Written request 1:
Return the full Java Vector class text verbatim, character for character.

--- Start Page text ---

Vector, unlike the String, Math and the wrapper classes
are not in the java.lang package. To use the Vector class
the java.util package needs to be imported or Vector's
fully qualified name needs to be used, java.util.Vector.

Example

import java.util.Vector;

// or import java.util.*; or use fully qualified name

Following is the class signature of the Vector class and
it's hierarchy.

Vector Class Signature

public class Vector
extends AbstractList implements List, Cloneable, Serializable

Vector Class Hierarchy

java.lang.Object
   |
+--java.util.AbstractCollection
         |
        +--java.util.AbstractList
               |
              +--java.util.Vector

// the inheritance tree shows Vector is a type of List and also implements
// the List interface A list is an ordered collection (also known generically
// as a sequence).

A Vector is created via one of it's four constructors. Vector has
an empty constructor and a constructor that takes a Collection
object. It also has a constructor that allows setting the initial
capacity of the Vector. A fourth constructor allows specifying
the initial capacity and the capacity increment. The capacity
increment decides the size that the vector will grow by and is
automatically set to the size of the vector.

// capacity is automatically set to the size of the vector

Vector implements the methods of the List interface plus about
15 other methods for a total of about 40 methods. This shows
you that Vector has quite a bit of versatility absent in the array.

Classic Instantiation Form

Vector v=new Vector( 5 );
// this is a Vector with it's initial capacity set to 5.

You can use add( ) and addElement( ) methods to add items to
the Vector and remove( ) or removeElement( ) methods to remove
items. Primitive types need to be 'wrapped' in appropriate wrapper
classes to be stored in a Vector. The elements( ) method will return
an Enumeration object which you can iterate with Enumeration's
hasMoreElements( ) and nextElement( ) methods. elementAt( )

--- End Page text ---
--- Start Data shown ---

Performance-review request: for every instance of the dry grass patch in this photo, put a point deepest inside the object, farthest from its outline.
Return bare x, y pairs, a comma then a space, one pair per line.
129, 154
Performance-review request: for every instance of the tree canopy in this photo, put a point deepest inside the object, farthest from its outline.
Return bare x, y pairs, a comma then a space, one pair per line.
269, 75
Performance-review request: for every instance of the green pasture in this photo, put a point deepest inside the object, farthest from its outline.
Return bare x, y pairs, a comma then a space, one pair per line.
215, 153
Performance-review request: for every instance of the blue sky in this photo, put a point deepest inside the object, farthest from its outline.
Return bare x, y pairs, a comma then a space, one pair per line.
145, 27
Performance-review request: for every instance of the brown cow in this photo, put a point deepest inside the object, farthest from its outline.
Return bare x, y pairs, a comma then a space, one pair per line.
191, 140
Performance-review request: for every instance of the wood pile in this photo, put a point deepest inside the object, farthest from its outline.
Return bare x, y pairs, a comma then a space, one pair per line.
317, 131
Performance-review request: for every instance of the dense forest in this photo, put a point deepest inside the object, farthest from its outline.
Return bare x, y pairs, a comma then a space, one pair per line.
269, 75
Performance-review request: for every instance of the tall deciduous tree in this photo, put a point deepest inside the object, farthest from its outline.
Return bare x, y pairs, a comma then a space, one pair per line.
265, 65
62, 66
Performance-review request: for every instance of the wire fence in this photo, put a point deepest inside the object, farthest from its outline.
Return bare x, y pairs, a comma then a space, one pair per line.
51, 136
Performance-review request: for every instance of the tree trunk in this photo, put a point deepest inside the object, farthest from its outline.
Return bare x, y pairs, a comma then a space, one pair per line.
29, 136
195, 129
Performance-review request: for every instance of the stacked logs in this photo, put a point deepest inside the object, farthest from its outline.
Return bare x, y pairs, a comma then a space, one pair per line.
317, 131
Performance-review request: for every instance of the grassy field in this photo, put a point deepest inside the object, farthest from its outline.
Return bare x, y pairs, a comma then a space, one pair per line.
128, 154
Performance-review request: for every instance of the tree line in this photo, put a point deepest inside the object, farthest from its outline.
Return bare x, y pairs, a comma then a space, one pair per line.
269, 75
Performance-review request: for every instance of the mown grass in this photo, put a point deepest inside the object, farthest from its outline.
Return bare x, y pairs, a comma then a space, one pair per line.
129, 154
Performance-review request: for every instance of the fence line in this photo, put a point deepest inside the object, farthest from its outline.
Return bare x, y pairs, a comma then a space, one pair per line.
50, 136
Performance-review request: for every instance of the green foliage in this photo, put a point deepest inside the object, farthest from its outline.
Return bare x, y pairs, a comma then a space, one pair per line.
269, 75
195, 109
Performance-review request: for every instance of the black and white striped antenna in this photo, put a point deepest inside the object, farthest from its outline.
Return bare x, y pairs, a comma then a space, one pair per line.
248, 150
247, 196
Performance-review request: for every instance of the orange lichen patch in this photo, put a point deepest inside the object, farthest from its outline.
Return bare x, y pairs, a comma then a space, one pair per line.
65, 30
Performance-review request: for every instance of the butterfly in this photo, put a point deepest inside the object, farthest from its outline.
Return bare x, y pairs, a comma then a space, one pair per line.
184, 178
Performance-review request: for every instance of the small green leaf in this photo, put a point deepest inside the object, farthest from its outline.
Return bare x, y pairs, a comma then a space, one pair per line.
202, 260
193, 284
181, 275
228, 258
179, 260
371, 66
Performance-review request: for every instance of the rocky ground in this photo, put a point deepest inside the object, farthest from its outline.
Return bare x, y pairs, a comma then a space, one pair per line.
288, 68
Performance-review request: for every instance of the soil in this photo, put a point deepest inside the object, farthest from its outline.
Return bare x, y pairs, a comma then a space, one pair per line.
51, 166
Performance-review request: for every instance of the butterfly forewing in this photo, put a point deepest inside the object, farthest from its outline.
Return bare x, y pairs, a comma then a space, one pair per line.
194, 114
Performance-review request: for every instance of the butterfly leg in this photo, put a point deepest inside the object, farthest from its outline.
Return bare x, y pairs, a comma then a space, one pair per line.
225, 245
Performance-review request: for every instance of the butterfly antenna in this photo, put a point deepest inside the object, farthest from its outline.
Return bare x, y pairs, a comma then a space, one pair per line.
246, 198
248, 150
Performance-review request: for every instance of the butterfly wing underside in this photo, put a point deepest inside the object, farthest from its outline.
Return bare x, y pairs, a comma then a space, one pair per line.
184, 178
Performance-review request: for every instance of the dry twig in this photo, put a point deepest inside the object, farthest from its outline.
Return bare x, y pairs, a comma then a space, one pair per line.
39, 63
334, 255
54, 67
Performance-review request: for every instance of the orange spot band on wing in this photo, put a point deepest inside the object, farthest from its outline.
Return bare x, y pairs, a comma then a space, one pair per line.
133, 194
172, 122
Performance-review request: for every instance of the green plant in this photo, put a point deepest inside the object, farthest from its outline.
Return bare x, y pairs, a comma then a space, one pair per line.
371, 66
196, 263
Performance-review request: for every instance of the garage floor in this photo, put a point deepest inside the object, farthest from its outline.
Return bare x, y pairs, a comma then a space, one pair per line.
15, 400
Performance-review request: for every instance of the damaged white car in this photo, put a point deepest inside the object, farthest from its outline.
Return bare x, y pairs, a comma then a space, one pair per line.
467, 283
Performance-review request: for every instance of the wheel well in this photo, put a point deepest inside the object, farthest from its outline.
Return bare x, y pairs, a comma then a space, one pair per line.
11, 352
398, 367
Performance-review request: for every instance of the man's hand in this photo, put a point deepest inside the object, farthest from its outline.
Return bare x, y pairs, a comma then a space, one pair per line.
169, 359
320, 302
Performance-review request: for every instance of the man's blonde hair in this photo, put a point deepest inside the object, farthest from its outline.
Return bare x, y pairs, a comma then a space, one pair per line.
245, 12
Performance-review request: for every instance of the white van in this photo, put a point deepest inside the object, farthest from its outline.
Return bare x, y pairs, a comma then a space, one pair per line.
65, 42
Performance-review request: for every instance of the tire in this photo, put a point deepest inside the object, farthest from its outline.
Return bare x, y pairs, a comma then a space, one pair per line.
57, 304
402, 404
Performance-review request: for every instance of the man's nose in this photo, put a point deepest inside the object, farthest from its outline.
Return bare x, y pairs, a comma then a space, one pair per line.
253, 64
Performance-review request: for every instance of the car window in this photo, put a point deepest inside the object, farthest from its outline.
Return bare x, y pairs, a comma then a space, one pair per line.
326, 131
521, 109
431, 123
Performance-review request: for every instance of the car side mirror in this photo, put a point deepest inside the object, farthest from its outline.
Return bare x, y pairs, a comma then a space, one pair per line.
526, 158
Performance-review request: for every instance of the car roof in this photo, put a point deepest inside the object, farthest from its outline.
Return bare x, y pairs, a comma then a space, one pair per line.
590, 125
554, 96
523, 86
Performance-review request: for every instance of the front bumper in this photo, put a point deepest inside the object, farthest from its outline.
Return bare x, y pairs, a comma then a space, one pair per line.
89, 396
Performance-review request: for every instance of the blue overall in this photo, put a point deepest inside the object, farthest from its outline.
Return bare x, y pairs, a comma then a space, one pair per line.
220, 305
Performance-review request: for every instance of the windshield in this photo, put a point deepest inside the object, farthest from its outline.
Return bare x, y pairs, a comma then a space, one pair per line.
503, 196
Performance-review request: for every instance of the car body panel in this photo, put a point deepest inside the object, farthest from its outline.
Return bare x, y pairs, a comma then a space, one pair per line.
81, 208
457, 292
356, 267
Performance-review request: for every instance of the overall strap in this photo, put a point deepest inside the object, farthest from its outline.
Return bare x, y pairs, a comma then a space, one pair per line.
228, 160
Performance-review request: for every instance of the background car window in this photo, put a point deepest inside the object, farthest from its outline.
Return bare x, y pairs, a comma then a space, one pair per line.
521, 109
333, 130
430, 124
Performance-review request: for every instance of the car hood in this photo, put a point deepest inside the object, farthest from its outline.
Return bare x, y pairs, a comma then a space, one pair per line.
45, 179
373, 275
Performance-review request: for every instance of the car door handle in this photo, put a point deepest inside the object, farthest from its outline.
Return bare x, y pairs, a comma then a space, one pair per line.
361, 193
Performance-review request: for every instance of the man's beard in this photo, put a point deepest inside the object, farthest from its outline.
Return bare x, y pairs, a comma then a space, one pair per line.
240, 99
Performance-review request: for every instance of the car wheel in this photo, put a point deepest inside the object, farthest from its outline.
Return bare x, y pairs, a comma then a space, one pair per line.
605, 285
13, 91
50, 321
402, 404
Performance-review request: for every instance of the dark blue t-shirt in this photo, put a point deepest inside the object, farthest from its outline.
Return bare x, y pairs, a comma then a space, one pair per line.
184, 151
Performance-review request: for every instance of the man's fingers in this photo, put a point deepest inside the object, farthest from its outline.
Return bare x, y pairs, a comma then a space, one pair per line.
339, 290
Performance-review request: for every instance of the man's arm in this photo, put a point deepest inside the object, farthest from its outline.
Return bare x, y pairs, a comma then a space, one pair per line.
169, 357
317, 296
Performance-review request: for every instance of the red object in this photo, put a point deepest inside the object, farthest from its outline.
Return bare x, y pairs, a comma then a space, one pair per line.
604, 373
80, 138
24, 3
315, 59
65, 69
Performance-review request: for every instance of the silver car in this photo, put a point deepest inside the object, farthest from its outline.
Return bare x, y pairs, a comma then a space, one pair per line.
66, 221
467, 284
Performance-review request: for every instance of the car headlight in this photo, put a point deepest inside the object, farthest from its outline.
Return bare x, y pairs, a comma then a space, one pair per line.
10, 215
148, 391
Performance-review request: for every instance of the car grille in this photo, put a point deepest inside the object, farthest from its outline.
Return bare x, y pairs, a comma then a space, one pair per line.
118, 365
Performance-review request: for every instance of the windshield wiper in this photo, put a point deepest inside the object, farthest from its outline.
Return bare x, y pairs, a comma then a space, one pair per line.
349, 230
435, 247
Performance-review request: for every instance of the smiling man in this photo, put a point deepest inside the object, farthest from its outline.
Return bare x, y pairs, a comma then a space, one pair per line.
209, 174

--- End Data shown ---

Written request 2:
Give the count of lines in the listing that contain the string "patch", with case treated as significant. Reply with the number only.

Task response 1:
Vector, unlike the String, Math and the wrapper classes
are not in the java.lang package. To use the Vector class
the java.util package needs to be imported or Vector's
fully qualified name needs to be used, java.util.Vector.

Example

import java.util.Vector;

// or import java.util.*; or use fully qualified name

Following is the class signature of the Vector class and
it's hierarchy.

Vector Class Signature

public class Vector
extends AbstractList implements List, Cloneable, Serializable

Vector Class Hierarchy

java.lang.Object
   |
+--java.util.AbstractCollection
         |
        +--java.util.AbstractList
               |
              +--java.util.Vector

// the inheritance tree shows Vector is a type of List and also implements
// the List interface A list is an ordered collection (also known generically
// as a sequence).

A Vector is created via one of it's four constructors. Vector has
an empty constructor and a constructor that takes a Collection
object. It also has a constructor that allows setting the initial
capacity of the Vector. A fourth constructor allows specifying
the initial capacity and the capacity increment. The capacity
increment decides the size that the vector will grow by and is
automatically set to the size of the vector.

// capacity is automatically set to the size of the vector

Vector implements the methods of the List interface plus about
15 other methods for a total of about 40 methods. This shows
you that Vector has quite a bit of versatility absent in the array.

Classic Instantiation Form

Vector v=new Vector( 5 );
// this is a Vector with it's initial capacity set to 5.

You can use add( ) and addElement( ) methods to add items to
the Vector and remove( ) or removeElement( ) methods to remove
items. Primitive types need to be 'wrapped' in appropriate wrapper
classes to be stored in a Vector. The elements( ) method will return
an Enumeration object which you can iterate with Enumeration's
hasMoreElements( ) and nextElement( ) methods. elementAt( )

Task response 2:
2